The records should be copied out again with no alteration.
◆ ◆ ◆ ◆ ◆
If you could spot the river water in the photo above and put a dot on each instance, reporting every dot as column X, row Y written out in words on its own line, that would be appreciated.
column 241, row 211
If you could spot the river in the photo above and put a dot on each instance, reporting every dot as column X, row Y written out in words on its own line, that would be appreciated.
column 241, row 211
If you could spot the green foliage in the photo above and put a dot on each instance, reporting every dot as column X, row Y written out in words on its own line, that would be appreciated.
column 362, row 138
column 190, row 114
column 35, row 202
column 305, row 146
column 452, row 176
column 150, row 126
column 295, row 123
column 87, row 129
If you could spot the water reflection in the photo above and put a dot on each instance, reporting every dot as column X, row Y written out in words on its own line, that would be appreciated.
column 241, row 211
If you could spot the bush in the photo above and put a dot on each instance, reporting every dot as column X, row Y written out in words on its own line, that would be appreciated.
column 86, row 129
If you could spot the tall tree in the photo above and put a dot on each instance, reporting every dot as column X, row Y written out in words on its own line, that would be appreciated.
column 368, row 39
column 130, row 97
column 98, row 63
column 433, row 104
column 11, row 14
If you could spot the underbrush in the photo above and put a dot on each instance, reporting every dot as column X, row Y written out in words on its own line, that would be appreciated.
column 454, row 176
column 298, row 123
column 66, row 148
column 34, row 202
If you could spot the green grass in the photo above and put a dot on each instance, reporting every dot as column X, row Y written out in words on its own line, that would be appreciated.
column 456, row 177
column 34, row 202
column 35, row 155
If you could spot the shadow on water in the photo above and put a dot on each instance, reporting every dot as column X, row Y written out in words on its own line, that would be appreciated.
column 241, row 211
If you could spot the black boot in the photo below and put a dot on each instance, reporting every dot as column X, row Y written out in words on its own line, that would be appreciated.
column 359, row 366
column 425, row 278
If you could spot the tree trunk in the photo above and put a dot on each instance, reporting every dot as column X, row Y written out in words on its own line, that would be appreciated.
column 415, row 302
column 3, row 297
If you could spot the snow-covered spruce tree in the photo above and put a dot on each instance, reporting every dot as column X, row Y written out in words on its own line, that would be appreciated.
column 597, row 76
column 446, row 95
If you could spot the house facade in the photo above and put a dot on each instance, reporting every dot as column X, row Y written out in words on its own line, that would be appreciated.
◆ ◆ ◆ ◆ ◆
- Reply to the exercise
If you could spot the river water in the photo above and put a dot on each instance, reporting every dot as column X, row Y written out in words on its own line, that would be appreciated.
column 241, row 211
If you could spot the river in the photo above and put a dot on each instance, reporting every dot as column X, row Y written out in words on its own line, that would be appreciated.
column 241, row 211
If you could spot the green foliage in the photo above and put a dot on each instance, reporting every dot as column X, row Y written out in words on its own line, that would be appreciated.
column 362, row 138
column 190, row 114
column 35, row 202
column 305, row 146
column 452, row 176
column 150, row 126
column 295, row 123
column 87, row 129
If you could spot the water reflection in the photo above and put a dot on each instance, reporting every dot as column X, row Y written out in words on its own line, that would be appreciated.
column 241, row 211
If you could spot the bush in the photo above and put a dot on each instance, reporting every dot as column X, row Y written out in words on its own line, that would be appreciated.
column 86, row 129
If you could spot the tall tree in the photo above and put a dot on each instance, reporting every dot as column X, row Y written out in words on its own line, that would be appreciated.
column 368, row 39
column 130, row 97
column 98, row 63
column 433, row 104
column 11, row 14
If you could spot the underbrush in the photo above and put a dot on each instance, reporting every dot as column X, row Y written out in words on its own line, that would be appreciated.
column 454, row 176
column 298, row 123
column 66, row 148
column 34, row 202
If you could spot the green grass in the photo above and put a dot on each instance, reporting every dot as column X, row Y written out in words on its own line, that would be appreciated.
column 456, row 177
column 34, row 202
column 35, row 155
If you could spot the shadow on water in the photo above and put a dot on each instance, reporting every dot as column X, row Y written out in words on its own line, that would be appreciated.
column 241, row 211
If you could spot the black boot in the photo below and put a dot on each instance, reporting every dot as column X, row Y written out in words on its own line, that would be appreciated.
column 359, row 366
column 425, row 278
If you could spot the tree trunk in the photo above and put a dot on each instance, reporting every dot as column X, row Y written out in words on its own line, that would be appreciated.
column 415, row 302
column 3, row 297
If you could spot the snow-covered spruce tree in the photo above and put a dot on each instance, reporting every dot as column X, row Y written out in words on its own line, that would be appreciated.
column 597, row 76
column 446, row 95
If you could spot the house facade in the photo above and put a dot on each instance, reporting every dot as column X, row Y written out in words on its own line, that would be appreciated.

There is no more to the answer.